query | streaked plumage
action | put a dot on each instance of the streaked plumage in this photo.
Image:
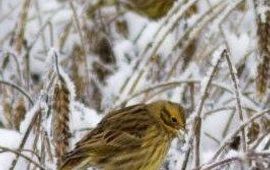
(133, 138)
(154, 9)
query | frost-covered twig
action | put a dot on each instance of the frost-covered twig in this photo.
(20, 31)
(239, 107)
(229, 137)
(19, 89)
(23, 156)
(196, 125)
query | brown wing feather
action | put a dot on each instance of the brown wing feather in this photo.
(117, 131)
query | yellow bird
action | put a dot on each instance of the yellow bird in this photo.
(133, 138)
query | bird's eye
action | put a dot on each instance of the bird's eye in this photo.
(174, 120)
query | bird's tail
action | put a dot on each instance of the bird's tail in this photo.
(72, 164)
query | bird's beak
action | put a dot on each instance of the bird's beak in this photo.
(181, 134)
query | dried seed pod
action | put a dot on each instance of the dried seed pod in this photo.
(7, 107)
(235, 143)
(19, 113)
(122, 27)
(60, 124)
(253, 132)
(263, 33)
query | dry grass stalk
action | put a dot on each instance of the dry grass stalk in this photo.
(7, 108)
(61, 131)
(263, 33)
(102, 66)
(78, 74)
(19, 113)
(19, 37)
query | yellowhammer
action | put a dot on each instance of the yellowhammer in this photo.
(153, 9)
(133, 138)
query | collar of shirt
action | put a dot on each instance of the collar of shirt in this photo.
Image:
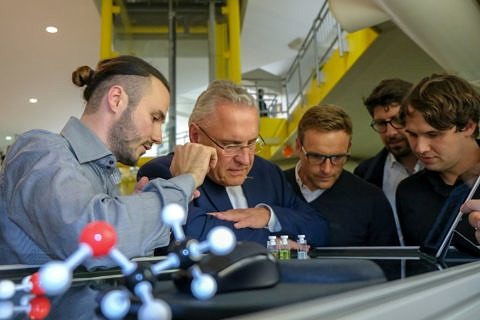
(306, 192)
(86, 145)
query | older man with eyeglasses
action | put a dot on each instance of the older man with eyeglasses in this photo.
(395, 161)
(243, 191)
(358, 212)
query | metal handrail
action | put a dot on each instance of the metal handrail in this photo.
(325, 30)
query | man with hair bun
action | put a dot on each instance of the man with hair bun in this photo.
(52, 185)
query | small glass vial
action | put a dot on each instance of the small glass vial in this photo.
(272, 246)
(284, 248)
(302, 247)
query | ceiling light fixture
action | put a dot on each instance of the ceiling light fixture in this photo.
(51, 29)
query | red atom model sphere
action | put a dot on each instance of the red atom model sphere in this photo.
(40, 308)
(100, 237)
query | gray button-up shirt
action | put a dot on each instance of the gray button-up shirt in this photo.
(52, 185)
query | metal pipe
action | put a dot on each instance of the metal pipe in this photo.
(172, 70)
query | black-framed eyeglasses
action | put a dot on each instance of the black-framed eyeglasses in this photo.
(381, 125)
(234, 149)
(318, 159)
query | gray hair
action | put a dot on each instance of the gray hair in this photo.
(217, 92)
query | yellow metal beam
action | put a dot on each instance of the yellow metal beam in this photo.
(106, 32)
(334, 70)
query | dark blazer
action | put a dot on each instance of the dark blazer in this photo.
(358, 212)
(371, 169)
(419, 200)
(265, 184)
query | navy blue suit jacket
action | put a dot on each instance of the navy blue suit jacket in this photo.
(265, 184)
(371, 169)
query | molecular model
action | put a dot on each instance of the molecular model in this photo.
(98, 239)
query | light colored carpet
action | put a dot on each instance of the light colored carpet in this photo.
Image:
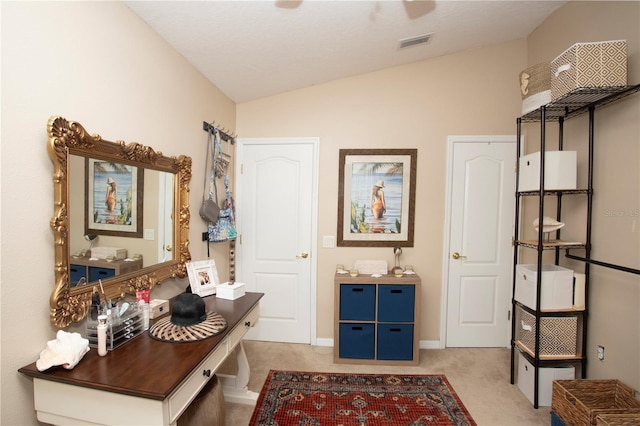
(479, 376)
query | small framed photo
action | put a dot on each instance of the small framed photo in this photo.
(203, 277)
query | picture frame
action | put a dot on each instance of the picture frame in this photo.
(376, 197)
(203, 277)
(113, 199)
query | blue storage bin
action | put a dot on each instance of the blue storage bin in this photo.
(396, 303)
(96, 273)
(357, 341)
(395, 342)
(76, 272)
(358, 302)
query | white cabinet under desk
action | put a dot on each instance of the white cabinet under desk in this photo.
(146, 381)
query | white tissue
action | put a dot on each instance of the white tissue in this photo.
(66, 350)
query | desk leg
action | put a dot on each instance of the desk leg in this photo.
(235, 387)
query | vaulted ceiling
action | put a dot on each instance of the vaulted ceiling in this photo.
(253, 49)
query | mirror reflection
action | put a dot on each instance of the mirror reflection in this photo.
(100, 207)
(121, 217)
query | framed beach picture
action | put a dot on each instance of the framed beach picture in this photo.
(203, 277)
(376, 197)
(113, 199)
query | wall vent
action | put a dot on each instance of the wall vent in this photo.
(414, 41)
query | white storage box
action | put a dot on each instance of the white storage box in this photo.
(600, 64)
(558, 335)
(535, 87)
(546, 376)
(556, 286)
(560, 171)
(158, 307)
(105, 252)
(230, 292)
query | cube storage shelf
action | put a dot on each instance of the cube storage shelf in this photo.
(377, 320)
(94, 270)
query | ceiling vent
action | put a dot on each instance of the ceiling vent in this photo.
(414, 41)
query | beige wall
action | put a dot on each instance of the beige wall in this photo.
(614, 319)
(412, 106)
(99, 64)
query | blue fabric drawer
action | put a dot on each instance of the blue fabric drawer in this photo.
(357, 341)
(96, 273)
(76, 272)
(395, 342)
(396, 303)
(358, 302)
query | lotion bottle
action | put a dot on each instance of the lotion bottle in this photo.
(102, 335)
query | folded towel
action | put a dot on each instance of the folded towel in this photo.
(66, 350)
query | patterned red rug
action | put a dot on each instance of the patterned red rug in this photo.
(302, 398)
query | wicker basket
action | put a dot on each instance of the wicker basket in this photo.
(579, 402)
(618, 419)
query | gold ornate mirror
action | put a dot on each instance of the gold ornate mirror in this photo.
(121, 218)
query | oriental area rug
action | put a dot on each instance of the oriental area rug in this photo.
(303, 398)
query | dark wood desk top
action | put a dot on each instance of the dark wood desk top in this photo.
(146, 367)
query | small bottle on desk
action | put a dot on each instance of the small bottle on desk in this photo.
(102, 334)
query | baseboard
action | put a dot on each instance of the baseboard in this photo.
(424, 344)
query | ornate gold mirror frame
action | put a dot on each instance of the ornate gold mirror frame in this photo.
(68, 304)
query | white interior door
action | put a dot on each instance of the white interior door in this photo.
(165, 217)
(276, 218)
(481, 185)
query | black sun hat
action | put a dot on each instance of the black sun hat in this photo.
(189, 321)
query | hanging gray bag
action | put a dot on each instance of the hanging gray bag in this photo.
(209, 210)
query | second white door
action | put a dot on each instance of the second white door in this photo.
(479, 257)
(276, 218)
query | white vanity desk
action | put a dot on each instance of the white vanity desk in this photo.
(146, 381)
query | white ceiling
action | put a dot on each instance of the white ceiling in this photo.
(252, 49)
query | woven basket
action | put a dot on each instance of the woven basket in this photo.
(579, 402)
(618, 419)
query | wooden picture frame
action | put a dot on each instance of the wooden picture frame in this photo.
(113, 199)
(203, 277)
(376, 197)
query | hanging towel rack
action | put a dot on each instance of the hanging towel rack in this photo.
(605, 264)
(224, 135)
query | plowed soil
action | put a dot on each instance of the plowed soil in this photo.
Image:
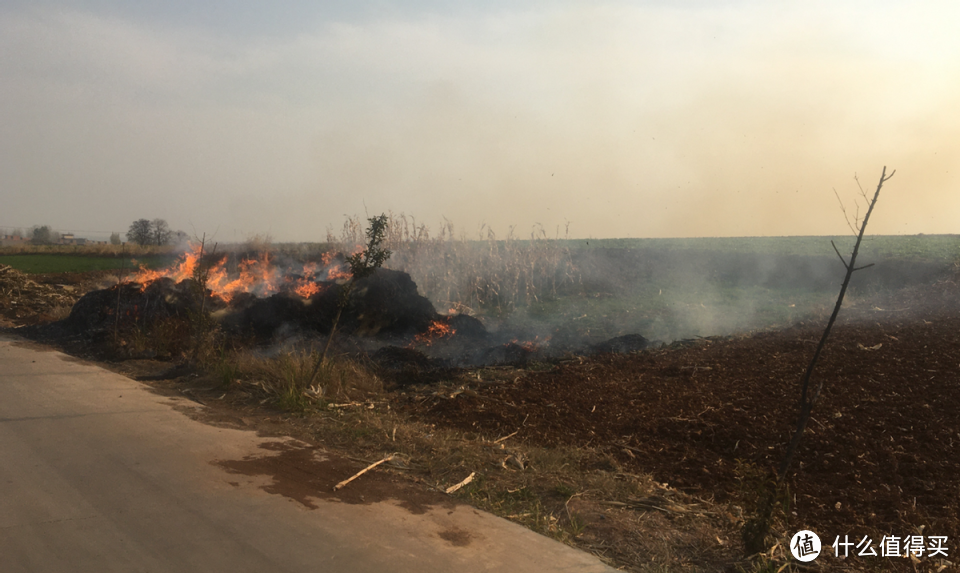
(878, 458)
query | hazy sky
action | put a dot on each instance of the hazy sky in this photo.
(627, 119)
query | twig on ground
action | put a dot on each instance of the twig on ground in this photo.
(465, 481)
(506, 437)
(363, 471)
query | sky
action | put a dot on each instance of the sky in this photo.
(609, 119)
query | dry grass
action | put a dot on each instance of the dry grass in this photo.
(285, 378)
(485, 274)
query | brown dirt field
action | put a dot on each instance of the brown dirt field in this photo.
(879, 457)
(711, 418)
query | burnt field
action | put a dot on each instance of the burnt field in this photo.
(673, 367)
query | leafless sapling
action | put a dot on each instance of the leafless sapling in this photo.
(362, 264)
(755, 530)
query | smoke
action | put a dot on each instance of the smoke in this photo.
(651, 120)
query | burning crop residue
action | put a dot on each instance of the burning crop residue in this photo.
(530, 345)
(259, 276)
(437, 330)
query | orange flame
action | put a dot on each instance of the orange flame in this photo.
(437, 330)
(258, 276)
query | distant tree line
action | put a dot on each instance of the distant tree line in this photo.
(142, 232)
(43, 235)
(147, 232)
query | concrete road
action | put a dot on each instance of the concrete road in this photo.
(98, 474)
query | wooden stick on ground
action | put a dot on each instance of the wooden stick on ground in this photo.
(363, 471)
(506, 437)
(466, 480)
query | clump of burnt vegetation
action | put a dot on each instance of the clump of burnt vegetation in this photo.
(524, 376)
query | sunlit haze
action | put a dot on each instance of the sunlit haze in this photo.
(642, 119)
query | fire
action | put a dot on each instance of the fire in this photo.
(307, 289)
(258, 276)
(437, 330)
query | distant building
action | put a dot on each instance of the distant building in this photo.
(12, 240)
(69, 239)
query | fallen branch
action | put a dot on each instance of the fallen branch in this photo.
(506, 437)
(363, 471)
(466, 480)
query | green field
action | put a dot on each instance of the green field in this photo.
(34, 263)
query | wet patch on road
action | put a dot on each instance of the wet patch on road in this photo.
(307, 474)
(456, 536)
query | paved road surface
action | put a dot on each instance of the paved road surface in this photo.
(97, 474)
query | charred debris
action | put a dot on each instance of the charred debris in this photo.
(384, 321)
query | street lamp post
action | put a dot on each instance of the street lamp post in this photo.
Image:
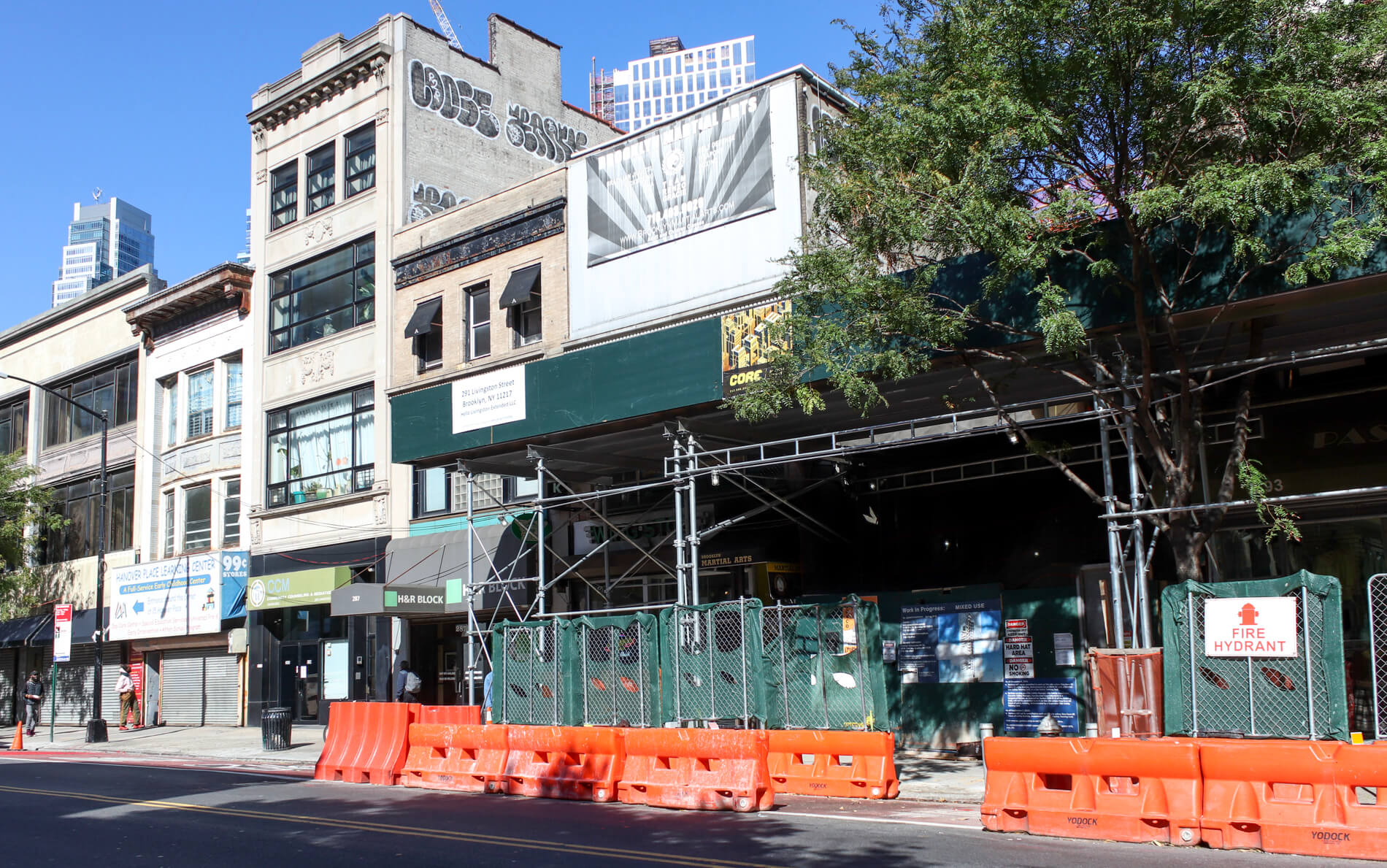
(96, 726)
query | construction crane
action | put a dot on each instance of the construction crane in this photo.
(447, 26)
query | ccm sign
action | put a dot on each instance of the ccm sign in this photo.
(1250, 627)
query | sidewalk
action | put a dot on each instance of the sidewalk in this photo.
(923, 775)
(204, 742)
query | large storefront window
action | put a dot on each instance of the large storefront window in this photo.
(80, 502)
(323, 296)
(322, 448)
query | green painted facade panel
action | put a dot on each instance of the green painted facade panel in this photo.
(647, 373)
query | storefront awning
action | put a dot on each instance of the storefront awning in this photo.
(17, 631)
(422, 322)
(83, 629)
(299, 588)
(520, 286)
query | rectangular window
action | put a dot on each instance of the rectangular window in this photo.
(234, 393)
(479, 320)
(361, 160)
(197, 518)
(426, 328)
(322, 177)
(320, 448)
(430, 491)
(14, 427)
(283, 196)
(168, 524)
(200, 404)
(320, 297)
(232, 515)
(171, 413)
(111, 390)
(80, 502)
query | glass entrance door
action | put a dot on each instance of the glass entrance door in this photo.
(300, 687)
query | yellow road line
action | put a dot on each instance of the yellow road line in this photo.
(690, 861)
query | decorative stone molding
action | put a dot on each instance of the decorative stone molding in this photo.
(318, 232)
(317, 365)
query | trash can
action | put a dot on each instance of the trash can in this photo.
(277, 729)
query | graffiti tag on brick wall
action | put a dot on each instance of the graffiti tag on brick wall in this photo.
(542, 137)
(428, 200)
(453, 99)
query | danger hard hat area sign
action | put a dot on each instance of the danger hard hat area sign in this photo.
(1250, 627)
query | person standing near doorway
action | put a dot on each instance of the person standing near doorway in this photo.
(407, 684)
(125, 687)
(32, 702)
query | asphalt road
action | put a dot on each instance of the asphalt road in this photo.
(124, 814)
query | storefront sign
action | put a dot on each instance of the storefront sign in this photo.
(707, 169)
(1026, 703)
(952, 642)
(301, 588)
(490, 399)
(1250, 627)
(166, 598)
(61, 633)
(748, 345)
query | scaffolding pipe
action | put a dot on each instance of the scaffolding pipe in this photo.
(1114, 537)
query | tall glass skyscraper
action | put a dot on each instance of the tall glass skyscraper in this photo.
(104, 242)
(675, 80)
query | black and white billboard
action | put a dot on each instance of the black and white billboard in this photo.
(694, 174)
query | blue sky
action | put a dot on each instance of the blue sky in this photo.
(147, 100)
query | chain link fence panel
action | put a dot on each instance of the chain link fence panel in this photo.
(712, 661)
(531, 681)
(823, 663)
(1378, 644)
(1260, 696)
(619, 680)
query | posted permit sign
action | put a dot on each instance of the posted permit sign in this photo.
(1250, 627)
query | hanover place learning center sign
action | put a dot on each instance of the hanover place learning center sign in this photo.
(1250, 627)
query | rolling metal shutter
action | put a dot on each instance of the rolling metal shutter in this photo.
(200, 685)
(9, 689)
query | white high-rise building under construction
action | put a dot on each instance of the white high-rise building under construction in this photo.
(672, 80)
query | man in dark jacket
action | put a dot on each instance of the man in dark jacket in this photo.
(32, 701)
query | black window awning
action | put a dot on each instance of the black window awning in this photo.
(423, 319)
(522, 286)
(15, 633)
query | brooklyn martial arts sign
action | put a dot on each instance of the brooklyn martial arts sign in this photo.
(695, 174)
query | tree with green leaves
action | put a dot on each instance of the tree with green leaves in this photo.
§ §
What is needed. Output the lines above between the one holding "query | folded towel" and the one holding "query | baseboard", inclusive, with nothing before or after them.

Exercise result.
query | folded towel
action | put a dot on each instance of the folded towel in this photo.
(66, 350)
query | patterned red rug
action | put a dot on each instance of the patterned red rug in this photo.
(302, 398)
query | wicker basket
action | put a dot on each instance of the wicker basket in this photo.
(579, 402)
(618, 419)
query | gold ornate mirror
action | put a dot on each instance of the gold ornate mirror in this photo.
(121, 218)
query | oriental area rug
action | put a dot on each instance of the oriental area rug in this photo.
(303, 398)
query | dark wood desk top
action | put a dot on each instance of the dark wood desk top in this photo.
(146, 367)
query | small bottle on desk
action | put a dot on each instance of the small bottle on desk in this photo.
(102, 334)
query | baseboard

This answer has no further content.